- **Instrucción dada**: Indica con sí o no si cada afirmación coincide con la reseña del libro de Bartel, y cita textualmente las palabras de la reseña que lo deciden. (a) Bartel deja que el lector saque sus propias conclusiones políticas. (b) Durante gran parte del siglo pasado, los gobiernos obtenían su legitimidad de imponer duros sacrificios. (c) El libro estudia las primeras décadas de la Guerra Fría.

- **Texto de lectura**:
El artículo que sigue es una reseña de The Triumph of Broken Promises: The End of the Cold War and the Rise of Neoliberalism, de Fritz Bartel (Harvard University Press, 2022).
Tras la serie de subidas de tasas por parte de los bancos centrales a ambos lados del Atlántico, la prensa financiera estuvo plagada de artículos que insistían en que, aunque fuera una decisión dura, la labor de cualquier banco central responsable era dar por finalizada la fiesta y enfriar las economías sobrecalentadas de los países occidentales. El lenguaje de la moderación y de la realización de duros sacrificios se ha convertido en algo tan integral en la política contemporánea que es difícil imaginar una alternativa.
Durante gran parte del siglo pasado no fue así. Los gobiernos, tanto capitalistas como comunistas, obtenían su legitimidad de su capacidad para cumplir las promesas de aumentar el nivel de vida y la seguridad de sus ciudadanos. Este mundo parece ahora firmemente superado; en su lugar ha surgido un orden social dirigido por tecnócratas sensatos que ofrecen un curso interminable de píldoras amargas. Este estado de cosas es el resultado de las tendencias a largo plazo que han marcado a Estados Unidos y al resto del mundo, como argumenta brillantemente Fritz Bartel en The Triumph of Broken Promises: The End of the Cold War and the Rise of Neoliberalism [El triunfo de las promesas rotas: el fin de la Guerra Fría y el auge del neoliberalismo].
El fin del milagro económico
El libro de Bartel, que estudia las últimas décadas de la Guerra Fría, detalla cómo la política energética y el capital privado desmantelaron tanto las democracias de bienestar del Occidente de posguerra como las autocracias socialistas del Este. En el proceso, proporciona el mejor relato estructural hasta la fecha del final de la Guerra Fría, el ascenso del neoliberalismo y el surgimiento del actual orden mundial. El libro, un elegante trabajo de análisis histórico crítico, es una lectura esencial para aquellos que desean construir un futuro mejor y más equitativo, aunque Bartel deja que el lector saque sus propias conclusiones políticas.

- **Información proporcionada**:
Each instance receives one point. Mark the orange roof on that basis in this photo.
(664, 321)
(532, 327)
--
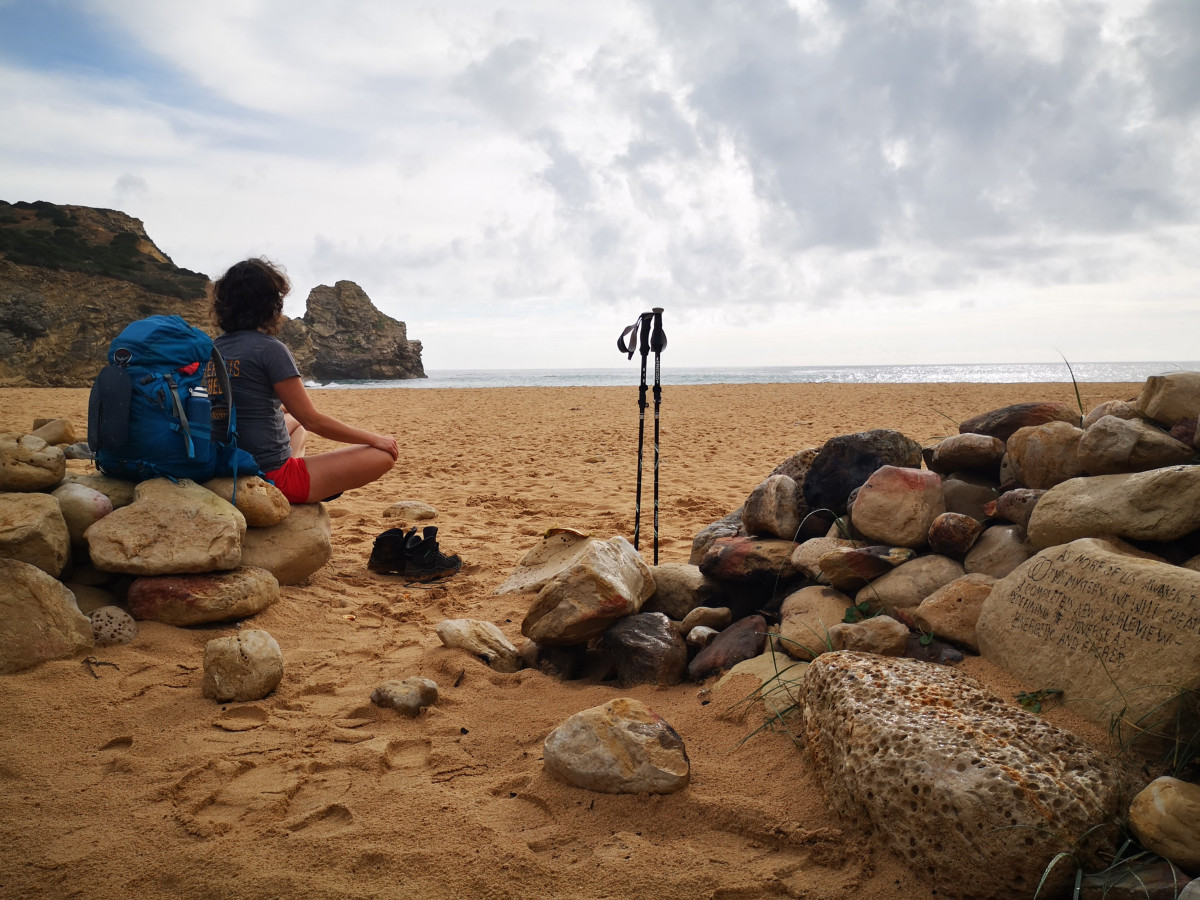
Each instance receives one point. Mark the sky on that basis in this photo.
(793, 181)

- **Solución**:
(a) Sí: «aunque Bartel deja que el lector saque sus propias conclusiones políticas».
(b) No: «obtenían su legitimidad de su capacidad para cumplir las promesas de aumentar el nivel de vida y la seguridad de sus ciudadanos».
(c) No: «que estudia las últimas décadas de la Guerra Fría».